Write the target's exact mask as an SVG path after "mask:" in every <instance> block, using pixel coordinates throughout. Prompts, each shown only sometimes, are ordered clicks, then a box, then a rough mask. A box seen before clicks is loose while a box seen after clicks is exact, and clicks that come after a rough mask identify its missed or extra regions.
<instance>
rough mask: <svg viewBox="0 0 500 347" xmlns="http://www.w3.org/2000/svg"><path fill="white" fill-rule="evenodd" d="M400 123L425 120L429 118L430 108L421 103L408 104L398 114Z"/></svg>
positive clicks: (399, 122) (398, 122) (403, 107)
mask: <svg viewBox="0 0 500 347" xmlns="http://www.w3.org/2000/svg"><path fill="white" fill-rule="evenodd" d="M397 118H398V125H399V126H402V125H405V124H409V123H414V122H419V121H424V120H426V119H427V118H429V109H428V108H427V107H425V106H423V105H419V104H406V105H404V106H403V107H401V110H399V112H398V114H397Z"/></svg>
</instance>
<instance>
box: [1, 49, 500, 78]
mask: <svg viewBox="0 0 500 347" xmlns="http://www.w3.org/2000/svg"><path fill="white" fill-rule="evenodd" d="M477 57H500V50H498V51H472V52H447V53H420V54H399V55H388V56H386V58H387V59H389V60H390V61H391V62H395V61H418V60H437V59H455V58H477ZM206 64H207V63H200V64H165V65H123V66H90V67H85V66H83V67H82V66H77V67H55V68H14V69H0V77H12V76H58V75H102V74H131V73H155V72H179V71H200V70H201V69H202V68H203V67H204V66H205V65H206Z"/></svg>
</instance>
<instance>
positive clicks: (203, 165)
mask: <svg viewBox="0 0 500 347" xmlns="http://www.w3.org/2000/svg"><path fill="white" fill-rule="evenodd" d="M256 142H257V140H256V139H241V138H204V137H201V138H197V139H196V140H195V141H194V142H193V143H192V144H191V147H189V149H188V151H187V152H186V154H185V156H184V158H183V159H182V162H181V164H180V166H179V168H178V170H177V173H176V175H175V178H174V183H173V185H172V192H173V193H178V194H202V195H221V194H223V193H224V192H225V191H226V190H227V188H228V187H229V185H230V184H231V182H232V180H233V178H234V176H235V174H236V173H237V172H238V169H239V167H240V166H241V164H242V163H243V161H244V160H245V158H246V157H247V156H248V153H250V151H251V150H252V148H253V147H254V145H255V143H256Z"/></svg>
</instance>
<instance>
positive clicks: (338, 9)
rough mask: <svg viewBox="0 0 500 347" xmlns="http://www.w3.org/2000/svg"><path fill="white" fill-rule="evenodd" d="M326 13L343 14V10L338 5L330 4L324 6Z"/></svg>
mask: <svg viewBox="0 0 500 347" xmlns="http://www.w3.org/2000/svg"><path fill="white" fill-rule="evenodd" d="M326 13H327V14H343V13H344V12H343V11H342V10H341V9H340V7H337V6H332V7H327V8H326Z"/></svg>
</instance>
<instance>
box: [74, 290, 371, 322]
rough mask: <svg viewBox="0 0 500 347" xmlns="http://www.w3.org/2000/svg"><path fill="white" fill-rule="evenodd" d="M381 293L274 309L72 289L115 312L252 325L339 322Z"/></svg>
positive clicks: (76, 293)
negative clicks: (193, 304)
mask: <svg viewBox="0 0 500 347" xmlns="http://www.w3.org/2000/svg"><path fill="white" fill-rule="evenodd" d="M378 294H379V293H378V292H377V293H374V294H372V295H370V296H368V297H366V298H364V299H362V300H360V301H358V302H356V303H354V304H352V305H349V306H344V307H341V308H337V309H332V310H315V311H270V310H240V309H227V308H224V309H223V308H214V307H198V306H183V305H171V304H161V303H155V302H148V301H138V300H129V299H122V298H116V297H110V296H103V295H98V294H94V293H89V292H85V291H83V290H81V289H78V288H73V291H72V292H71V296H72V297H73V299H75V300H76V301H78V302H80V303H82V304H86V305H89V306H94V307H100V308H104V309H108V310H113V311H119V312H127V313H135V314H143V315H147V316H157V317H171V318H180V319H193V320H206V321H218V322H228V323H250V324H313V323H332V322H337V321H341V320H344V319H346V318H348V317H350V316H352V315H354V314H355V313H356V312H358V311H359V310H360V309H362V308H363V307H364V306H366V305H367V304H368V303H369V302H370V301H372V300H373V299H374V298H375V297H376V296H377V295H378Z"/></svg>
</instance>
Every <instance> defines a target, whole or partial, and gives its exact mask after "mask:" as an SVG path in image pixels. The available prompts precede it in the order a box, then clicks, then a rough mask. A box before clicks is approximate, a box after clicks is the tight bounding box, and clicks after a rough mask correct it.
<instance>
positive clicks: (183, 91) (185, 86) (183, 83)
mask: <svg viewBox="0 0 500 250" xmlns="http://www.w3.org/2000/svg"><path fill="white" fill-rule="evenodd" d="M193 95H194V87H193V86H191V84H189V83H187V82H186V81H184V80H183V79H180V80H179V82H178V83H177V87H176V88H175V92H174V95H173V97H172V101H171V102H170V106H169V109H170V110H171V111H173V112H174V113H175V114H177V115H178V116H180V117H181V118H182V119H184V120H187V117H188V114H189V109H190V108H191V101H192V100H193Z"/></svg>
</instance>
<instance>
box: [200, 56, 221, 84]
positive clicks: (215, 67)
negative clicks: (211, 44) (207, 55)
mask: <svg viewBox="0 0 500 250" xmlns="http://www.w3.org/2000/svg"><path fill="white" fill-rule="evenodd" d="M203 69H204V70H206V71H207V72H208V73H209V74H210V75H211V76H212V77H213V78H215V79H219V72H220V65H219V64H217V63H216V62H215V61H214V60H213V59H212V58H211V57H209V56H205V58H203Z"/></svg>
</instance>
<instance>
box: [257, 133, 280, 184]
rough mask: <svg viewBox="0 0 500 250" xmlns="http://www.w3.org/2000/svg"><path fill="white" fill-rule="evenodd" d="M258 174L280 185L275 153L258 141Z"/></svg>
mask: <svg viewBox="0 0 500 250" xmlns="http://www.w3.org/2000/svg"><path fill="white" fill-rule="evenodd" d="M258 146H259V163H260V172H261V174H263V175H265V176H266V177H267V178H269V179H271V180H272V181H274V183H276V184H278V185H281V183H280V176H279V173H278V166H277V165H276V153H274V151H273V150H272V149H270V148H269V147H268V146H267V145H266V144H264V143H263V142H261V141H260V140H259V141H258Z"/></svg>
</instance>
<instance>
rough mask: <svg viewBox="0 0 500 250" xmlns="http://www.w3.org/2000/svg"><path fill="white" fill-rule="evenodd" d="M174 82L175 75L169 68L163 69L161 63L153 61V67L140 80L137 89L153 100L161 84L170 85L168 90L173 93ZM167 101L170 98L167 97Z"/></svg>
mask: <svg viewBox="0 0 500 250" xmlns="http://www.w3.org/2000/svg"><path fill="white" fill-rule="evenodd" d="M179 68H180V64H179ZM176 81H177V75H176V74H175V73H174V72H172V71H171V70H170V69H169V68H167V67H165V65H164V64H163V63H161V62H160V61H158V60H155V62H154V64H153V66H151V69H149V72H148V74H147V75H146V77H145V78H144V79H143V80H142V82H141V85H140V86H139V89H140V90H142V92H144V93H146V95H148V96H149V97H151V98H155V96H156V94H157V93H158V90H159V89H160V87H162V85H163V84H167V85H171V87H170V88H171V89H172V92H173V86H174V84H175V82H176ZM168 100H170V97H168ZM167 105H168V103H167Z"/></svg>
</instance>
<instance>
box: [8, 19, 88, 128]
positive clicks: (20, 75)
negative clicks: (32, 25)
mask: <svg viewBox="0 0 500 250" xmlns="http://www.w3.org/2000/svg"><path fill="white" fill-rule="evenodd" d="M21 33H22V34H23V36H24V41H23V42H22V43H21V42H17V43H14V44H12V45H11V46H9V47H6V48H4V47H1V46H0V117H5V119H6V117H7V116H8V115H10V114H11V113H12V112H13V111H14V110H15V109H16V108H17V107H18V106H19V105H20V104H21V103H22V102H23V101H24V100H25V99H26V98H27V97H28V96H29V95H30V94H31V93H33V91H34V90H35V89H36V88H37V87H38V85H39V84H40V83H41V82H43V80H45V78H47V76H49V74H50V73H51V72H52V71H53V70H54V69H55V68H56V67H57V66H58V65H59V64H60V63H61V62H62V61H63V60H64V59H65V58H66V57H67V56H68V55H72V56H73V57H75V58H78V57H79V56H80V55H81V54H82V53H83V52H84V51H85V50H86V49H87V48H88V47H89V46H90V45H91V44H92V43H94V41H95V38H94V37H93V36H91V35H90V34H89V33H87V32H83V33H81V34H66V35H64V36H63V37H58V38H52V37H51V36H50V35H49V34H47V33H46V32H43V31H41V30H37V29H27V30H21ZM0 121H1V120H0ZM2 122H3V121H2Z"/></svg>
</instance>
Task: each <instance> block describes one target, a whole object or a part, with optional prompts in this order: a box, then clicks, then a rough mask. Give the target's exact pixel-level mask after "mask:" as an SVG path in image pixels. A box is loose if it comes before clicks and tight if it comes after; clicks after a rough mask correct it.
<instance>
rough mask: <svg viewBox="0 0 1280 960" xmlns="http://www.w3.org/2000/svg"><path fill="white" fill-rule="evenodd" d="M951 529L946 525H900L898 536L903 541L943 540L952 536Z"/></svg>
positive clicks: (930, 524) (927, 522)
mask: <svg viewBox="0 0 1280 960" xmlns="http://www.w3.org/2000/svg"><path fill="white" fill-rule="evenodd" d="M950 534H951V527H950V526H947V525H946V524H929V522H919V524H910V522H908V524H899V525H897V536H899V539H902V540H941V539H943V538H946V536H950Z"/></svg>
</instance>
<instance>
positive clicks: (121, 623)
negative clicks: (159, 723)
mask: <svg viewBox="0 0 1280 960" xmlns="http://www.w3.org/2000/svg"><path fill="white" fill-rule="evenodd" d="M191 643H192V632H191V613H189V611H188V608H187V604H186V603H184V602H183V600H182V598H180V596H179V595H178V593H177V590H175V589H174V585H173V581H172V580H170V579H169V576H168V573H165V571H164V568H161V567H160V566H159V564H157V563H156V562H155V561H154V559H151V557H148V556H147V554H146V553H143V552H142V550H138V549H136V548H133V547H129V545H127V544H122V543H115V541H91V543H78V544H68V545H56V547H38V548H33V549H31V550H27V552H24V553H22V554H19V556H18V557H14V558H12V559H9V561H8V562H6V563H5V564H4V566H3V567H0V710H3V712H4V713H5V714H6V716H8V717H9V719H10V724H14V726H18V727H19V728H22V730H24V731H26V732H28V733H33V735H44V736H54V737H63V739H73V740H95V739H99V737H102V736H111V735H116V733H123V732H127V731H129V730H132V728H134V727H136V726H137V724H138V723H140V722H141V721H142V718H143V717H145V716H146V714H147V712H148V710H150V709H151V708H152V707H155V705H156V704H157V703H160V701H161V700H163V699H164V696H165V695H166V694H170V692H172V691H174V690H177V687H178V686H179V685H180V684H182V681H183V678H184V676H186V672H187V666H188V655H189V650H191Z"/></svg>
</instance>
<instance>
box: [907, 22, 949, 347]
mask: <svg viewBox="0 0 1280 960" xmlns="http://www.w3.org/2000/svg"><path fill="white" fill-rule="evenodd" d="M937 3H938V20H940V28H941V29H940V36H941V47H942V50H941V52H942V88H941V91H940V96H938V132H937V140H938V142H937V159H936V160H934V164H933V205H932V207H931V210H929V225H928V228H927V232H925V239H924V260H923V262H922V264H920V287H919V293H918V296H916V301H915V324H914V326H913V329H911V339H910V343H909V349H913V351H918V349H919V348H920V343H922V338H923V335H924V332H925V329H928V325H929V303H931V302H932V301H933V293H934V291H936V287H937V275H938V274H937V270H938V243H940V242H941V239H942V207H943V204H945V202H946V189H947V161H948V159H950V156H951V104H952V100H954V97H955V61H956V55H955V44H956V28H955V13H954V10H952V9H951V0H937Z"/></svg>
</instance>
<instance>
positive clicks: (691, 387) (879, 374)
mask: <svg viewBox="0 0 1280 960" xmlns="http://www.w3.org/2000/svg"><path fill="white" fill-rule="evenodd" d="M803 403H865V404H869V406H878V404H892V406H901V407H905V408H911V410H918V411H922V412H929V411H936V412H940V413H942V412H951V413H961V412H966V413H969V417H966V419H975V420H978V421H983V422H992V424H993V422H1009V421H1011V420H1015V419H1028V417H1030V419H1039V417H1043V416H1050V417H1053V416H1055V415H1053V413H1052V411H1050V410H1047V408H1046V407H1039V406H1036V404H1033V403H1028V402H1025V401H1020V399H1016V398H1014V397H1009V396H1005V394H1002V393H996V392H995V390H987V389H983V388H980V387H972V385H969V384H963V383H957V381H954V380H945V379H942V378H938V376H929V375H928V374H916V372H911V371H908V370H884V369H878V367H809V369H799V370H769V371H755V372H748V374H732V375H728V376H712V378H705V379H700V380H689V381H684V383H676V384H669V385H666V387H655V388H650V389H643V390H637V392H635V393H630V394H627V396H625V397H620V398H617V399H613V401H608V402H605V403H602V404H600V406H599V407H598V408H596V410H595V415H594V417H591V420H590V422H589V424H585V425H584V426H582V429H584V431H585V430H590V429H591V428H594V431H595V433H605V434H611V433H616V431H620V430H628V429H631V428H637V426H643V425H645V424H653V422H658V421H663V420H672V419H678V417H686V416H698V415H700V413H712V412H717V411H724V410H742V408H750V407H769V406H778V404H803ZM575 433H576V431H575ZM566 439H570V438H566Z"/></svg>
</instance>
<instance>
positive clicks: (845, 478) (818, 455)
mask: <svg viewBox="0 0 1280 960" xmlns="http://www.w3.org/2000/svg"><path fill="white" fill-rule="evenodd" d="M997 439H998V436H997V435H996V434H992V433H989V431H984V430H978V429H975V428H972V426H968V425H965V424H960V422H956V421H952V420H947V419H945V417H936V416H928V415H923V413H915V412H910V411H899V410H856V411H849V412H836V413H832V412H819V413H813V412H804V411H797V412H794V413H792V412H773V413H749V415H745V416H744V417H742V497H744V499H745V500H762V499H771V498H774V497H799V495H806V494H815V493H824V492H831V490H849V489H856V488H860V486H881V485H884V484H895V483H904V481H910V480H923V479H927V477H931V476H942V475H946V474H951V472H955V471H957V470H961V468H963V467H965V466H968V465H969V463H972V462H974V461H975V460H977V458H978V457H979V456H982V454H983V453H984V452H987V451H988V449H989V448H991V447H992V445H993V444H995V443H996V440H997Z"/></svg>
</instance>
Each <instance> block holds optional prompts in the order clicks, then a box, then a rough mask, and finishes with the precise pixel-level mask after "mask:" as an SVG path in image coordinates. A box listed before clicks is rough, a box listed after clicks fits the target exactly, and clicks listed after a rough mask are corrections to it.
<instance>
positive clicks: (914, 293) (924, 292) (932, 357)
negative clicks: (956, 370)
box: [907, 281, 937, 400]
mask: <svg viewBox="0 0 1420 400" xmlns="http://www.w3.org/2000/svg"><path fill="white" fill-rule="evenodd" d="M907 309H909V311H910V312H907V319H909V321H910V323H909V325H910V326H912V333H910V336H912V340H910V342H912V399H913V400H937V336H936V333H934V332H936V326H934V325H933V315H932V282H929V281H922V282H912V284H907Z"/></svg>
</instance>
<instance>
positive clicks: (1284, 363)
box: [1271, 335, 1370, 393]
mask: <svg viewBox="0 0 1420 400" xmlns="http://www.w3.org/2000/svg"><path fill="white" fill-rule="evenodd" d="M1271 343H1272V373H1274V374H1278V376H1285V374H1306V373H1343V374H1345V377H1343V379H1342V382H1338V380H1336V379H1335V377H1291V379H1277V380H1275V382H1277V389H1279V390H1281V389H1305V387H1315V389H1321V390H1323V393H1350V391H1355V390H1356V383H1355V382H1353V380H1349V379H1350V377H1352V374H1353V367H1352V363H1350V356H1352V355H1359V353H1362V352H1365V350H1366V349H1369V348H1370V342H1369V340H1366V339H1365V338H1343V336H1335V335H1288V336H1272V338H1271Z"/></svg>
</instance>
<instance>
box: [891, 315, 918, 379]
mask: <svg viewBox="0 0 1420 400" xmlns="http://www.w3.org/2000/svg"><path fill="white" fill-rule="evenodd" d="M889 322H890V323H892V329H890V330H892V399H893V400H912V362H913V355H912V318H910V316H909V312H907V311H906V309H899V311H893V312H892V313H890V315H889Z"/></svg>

● ● ● ●

• **Aim of the task**:
Reproduce the records word for word, from the very first line up to and including the line with "positive clicks: (399, 122)".

• **Response area**:
Write the target's exact mask as an SVG path after "mask:" in every <instance> block, using pixel coordinates throughout. Prompts, each shown only sometimes, are ordered clicks, then a box, then a rough mask. A box seen before clicks is loose while a box seen after clicks is exact, and clicks that come after a rough mask identify its missed or extra regions.
<instance>
rough mask: <svg viewBox="0 0 500 347" xmlns="http://www.w3.org/2000/svg"><path fill="white" fill-rule="evenodd" d="M400 123L425 120L429 118L430 108L421 103L408 104L398 114Z"/></svg>
positive clicks: (399, 122) (398, 122) (403, 107)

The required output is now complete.